* Your objective
Rewrite the data from the line containing "If you could drop a marker on the window" through the end of the data, both ends included, keeping every line and leaving the requests and their sample numbers unchanged. Scale each answer point coordinate by 0.55 and round it to a whole number, with halves rounded up.

***** Records to process

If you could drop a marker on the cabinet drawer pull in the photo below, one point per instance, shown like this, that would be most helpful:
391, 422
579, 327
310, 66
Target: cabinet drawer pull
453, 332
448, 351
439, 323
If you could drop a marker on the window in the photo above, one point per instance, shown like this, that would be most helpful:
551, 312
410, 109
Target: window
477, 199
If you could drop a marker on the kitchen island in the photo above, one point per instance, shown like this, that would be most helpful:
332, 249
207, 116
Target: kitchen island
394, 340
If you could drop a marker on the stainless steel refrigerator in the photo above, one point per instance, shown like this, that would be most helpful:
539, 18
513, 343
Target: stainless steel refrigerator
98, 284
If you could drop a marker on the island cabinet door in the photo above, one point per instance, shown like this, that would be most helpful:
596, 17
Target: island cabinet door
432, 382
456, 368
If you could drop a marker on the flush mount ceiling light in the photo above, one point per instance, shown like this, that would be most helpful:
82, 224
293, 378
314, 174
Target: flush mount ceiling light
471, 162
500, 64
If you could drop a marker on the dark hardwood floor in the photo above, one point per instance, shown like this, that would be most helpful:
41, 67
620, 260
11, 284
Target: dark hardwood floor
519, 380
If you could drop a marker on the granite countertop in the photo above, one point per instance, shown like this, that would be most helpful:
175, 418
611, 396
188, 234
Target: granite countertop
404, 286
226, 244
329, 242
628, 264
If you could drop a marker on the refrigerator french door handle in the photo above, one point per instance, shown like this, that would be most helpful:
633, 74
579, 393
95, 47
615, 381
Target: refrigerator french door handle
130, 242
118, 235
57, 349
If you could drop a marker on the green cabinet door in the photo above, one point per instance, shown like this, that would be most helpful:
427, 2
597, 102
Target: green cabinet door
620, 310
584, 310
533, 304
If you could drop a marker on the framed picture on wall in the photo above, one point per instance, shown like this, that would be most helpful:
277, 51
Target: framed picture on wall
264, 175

**********

* Task result
If you could drop a marker on the window in the photo above, one point per instance, shown like this, that would be most helpful:
551, 312
410, 109
Target: window
262, 109
If you could drop a marker on the kitchen island in the photo above, one point per instance, shown like this, that would be most helpful:
332, 249
207, 116
Target: kitchen island
217, 187
If you could drop a marker on the stainless steel refrigerator in the photo above, one point per instance, shown like this, that would be most helpful:
539, 18
513, 343
Target: stainless steel refrigerator
54, 156
If you could drop a marker on the island cabinet door in the photo above, one point per instance, shown like this, that would be most helpful:
596, 17
Target: island cabinet door
238, 210
251, 202
If you could drop a marker on the flush mount ceiling light in the photo above, one point per instance, shown like this, that would be most helpful:
82, 224
293, 378
314, 174
Target: flush mount ceiling light
259, 89
275, 35
If you could drop a marker on the dark hardwood floor in the photo above, one point per instance, shown like this, that would be most helpful:
41, 67
620, 260
11, 284
Target: dark hardwood floor
285, 209
If you could drop a marker on the granite countertop in the photo above, one point per instance, shown like this, that would be most helpful:
175, 418
611, 396
188, 234
Target: granite countertop
222, 157
124, 134
181, 133
345, 145
If you could drop a marker on the refrigerator french door handle in the photo above, one point per instance, shown like this, that would be most helpful:
633, 74
579, 393
95, 47
615, 381
Target: refrigerator french door handle
72, 133
65, 129
31, 192
If you could drop a marker on the green cabinet door in the photo above, one point per instance, shown like this, that would be most helpful:
427, 2
597, 102
Target: green cabinet door
341, 171
321, 171
293, 167
If you could drop a marker on the framed picture on wall in the photo above, one point per instance, shown like this, that would be most helpful:
277, 51
Target: framed picture on wall
145, 96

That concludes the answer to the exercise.